Stored items from a collection:
........
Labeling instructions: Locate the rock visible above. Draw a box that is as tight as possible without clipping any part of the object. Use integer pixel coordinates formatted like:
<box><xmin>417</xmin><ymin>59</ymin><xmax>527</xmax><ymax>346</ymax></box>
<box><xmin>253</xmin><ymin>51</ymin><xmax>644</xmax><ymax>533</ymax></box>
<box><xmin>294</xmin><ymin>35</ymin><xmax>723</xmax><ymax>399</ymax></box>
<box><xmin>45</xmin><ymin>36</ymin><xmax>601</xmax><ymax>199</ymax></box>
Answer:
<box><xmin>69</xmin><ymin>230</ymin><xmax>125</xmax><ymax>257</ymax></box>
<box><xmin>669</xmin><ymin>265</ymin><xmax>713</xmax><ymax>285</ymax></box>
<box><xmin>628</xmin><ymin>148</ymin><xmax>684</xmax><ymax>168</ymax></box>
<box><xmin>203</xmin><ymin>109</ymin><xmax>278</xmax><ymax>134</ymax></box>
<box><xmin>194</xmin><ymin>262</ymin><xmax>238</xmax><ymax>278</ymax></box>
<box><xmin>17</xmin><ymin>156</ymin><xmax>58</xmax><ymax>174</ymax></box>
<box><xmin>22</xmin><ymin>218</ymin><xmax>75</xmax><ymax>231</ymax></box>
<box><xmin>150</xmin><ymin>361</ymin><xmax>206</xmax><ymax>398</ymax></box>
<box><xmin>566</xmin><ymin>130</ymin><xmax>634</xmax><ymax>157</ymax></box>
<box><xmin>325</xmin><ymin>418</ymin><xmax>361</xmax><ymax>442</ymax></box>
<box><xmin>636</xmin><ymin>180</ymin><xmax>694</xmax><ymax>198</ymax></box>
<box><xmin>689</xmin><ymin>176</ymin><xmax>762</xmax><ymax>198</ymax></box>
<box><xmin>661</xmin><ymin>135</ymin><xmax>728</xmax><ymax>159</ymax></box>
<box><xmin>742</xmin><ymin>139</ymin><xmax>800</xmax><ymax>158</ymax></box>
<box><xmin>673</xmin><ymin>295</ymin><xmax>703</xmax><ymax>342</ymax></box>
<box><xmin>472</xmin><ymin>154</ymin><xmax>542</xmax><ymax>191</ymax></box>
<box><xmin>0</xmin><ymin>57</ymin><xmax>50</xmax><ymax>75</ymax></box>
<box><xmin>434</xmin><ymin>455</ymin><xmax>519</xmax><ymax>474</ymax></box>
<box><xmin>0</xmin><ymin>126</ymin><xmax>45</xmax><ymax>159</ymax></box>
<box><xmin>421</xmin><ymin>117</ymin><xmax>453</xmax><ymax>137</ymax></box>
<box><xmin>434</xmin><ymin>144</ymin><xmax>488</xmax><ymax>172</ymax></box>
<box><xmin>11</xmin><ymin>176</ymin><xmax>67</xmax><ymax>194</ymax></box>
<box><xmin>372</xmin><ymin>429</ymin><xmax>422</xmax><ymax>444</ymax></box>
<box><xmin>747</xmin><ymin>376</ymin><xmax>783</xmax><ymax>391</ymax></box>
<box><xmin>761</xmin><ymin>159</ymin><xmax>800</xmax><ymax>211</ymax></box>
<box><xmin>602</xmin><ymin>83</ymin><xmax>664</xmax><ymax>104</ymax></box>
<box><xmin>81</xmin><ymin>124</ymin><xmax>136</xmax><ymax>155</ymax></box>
........
- What is needed: Pull out every line above that contains the word "rock", copying each one in full.

- Response to the exercise:
Labeling instructions: Locate the rock visible above. Draw a box that is as tight as possible without clipping any part of the object. Use integer pixel coordinates formatted like:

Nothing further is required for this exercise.